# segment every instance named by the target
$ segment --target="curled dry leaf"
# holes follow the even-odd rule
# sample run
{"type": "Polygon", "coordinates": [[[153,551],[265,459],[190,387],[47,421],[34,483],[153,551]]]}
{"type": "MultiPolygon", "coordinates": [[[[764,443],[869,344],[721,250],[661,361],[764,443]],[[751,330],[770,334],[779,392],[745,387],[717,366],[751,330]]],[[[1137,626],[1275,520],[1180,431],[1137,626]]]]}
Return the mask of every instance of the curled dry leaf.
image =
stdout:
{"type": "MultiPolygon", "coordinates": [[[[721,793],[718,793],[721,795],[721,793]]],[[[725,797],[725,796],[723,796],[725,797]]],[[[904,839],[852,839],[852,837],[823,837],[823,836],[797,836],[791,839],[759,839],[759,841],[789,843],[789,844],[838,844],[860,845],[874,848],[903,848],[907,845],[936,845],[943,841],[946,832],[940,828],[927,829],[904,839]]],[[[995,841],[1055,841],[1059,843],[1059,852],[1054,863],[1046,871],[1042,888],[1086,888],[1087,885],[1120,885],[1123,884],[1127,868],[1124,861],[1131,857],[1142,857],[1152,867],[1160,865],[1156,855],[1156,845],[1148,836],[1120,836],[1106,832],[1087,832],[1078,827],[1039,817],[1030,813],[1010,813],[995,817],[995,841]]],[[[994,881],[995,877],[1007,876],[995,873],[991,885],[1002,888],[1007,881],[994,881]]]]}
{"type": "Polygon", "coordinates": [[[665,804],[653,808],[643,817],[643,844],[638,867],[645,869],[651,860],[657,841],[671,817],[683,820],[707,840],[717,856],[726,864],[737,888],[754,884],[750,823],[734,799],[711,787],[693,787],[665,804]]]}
◆ ◆ ◆ ◆ ◆ ◆ ◆
### Task objective
Rewrite the items above with "curled dry leaf" changed to "withered leaf" everywhere it occurs, leaving everything else as it is.

### Task output
# segment every instance named by the target
$ segment --target="withered leaf"
# holes follow the even-odd rule
# sample run
{"type": "Polygon", "coordinates": [[[153,551],[265,459],[190,387],[47,421],[34,483],[153,551]]]}
{"type": "MultiPolygon", "coordinates": [[[[764,443],[869,344],[721,250],[661,361],[764,443]],[[751,330],[770,334],[779,392],[745,387],[717,366],[751,330]]],[[[1137,626],[1275,520],[1180,431],[1137,626]]]]}
Return the mask of every instance of the withered leaf.
image =
stdout:
{"type": "MultiPolygon", "coordinates": [[[[721,793],[718,793],[721,795],[721,793]]],[[[725,797],[725,796],[723,796],[725,797]]],[[[904,839],[852,839],[852,837],[823,837],[823,836],[797,836],[791,839],[759,839],[759,841],[789,843],[789,844],[838,844],[860,845],[874,848],[903,848],[907,845],[936,845],[943,841],[946,832],[940,828],[927,829],[904,839]]],[[[995,841],[1055,841],[1059,843],[1059,852],[1054,863],[1046,871],[1042,888],[1086,888],[1087,885],[1120,885],[1123,884],[1127,868],[1124,861],[1131,857],[1142,857],[1152,867],[1160,865],[1156,855],[1156,845],[1148,836],[1120,836],[1106,832],[1087,832],[1078,827],[1039,817],[1030,813],[1010,813],[995,817],[995,841]]],[[[994,881],[995,877],[1007,876],[995,873],[991,885],[1002,888],[1007,881],[994,881]]]]}
{"type": "Polygon", "coordinates": [[[665,804],[653,808],[643,817],[643,844],[638,867],[645,869],[651,860],[657,841],[671,817],[683,820],[707,840],[717,856],[726,864],[737,888],[754,884],[750,823],[734,799],[711,787],[693,787],[665,804]]]}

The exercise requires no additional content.